** MATERIAL SHOWN follows **
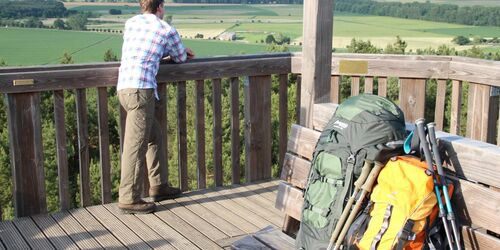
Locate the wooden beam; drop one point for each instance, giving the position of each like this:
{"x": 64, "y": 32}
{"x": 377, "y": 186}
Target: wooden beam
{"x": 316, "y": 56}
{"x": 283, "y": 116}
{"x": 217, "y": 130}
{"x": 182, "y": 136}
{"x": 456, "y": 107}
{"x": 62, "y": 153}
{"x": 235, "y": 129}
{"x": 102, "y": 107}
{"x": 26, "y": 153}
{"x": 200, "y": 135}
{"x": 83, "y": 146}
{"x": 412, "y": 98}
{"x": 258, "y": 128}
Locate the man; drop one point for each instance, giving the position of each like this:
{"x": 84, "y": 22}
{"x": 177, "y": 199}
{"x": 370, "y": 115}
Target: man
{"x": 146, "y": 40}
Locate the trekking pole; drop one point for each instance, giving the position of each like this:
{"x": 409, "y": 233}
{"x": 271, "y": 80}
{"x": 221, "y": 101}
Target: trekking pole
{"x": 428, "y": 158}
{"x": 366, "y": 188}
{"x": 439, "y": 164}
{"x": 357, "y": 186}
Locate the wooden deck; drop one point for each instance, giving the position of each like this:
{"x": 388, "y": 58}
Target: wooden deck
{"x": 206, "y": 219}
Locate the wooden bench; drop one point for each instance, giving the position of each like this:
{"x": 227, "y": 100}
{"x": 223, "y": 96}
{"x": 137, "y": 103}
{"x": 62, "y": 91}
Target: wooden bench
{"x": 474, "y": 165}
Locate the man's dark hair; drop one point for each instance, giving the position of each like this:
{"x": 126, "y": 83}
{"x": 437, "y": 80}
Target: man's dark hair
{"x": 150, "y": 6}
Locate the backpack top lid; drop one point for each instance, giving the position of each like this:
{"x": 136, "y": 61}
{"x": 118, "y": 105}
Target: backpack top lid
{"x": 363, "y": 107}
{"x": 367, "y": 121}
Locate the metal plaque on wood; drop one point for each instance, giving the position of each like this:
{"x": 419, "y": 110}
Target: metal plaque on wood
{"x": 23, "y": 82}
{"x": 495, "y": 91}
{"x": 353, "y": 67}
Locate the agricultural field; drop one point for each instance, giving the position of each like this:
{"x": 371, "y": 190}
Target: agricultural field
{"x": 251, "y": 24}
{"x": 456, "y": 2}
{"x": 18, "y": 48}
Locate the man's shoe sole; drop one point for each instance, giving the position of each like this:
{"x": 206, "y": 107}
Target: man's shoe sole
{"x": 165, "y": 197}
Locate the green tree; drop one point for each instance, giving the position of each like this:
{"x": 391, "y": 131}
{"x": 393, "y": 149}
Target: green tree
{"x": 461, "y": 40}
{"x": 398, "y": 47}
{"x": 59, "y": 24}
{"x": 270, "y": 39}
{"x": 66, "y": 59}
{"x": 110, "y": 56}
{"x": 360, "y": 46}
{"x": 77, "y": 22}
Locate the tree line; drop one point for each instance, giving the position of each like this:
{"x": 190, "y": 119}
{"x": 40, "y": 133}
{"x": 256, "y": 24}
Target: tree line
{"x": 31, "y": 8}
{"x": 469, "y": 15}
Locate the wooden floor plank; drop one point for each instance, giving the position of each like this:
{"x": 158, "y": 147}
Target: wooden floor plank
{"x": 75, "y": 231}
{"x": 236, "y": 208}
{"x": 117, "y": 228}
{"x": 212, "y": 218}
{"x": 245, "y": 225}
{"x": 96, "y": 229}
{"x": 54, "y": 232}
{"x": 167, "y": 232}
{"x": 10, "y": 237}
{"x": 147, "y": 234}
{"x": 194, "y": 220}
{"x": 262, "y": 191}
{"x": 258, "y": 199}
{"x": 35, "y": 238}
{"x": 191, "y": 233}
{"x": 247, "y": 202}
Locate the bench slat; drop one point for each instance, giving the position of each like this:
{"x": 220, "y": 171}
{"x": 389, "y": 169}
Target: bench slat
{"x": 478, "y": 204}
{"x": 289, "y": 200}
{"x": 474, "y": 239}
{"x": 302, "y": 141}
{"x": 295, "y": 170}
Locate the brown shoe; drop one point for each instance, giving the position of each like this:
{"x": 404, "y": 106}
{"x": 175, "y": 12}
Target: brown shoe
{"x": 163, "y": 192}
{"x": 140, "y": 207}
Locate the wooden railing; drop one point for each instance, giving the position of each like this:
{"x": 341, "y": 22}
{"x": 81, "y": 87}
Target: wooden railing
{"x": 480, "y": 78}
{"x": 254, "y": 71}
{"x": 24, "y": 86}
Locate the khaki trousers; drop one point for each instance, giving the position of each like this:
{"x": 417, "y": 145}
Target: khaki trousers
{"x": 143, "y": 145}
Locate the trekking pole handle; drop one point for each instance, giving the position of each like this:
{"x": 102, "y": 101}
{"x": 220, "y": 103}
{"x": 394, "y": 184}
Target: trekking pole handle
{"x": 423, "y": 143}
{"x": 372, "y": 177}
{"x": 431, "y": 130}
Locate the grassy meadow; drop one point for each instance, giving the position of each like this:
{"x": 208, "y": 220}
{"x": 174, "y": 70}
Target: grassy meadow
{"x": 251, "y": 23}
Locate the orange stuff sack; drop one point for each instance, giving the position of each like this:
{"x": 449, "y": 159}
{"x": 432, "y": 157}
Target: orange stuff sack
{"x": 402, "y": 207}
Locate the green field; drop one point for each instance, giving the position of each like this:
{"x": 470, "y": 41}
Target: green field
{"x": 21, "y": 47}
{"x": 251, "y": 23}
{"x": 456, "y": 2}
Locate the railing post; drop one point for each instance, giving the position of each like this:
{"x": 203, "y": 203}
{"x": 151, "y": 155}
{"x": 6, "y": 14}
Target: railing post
** End of MATERIAL SHOWN **
• ABOUT THIS TASK:
In the entries above, find the line with "Target: bench slat" and the line with "Locate the khaki", then restate word for word both of them and every line between, with nothing more.

• RESPONSE:
Target: bench slat
{"x": 478, "y": 204}
{"x": 289, "y": 200}
{"x": 474, "y": 239}
{"x": 302, "y": 141}
{"x": 295, "y": 170}
Locate the brown shoe; drop one point for each instance, giving the position of each like this:
{"x": 404, "y": 106}
{"x": 175, "y": 12}
Target: brown shoe
{"x": 163, "y": 192}
{"x": 140, "y": 207}
Locate the wooden railing; drop one point for each instance, giving the position of each like this:
{"x": 341, "y": 22}
{"x": 81, "y": 87}
Target: wooden railing
{"x": 480, "y": 78}
{"x": 254, "y": 71}
{"x": 24, "y": 86}
Locate the khaki trousers; drop one point for each instance, giving the position of each like this:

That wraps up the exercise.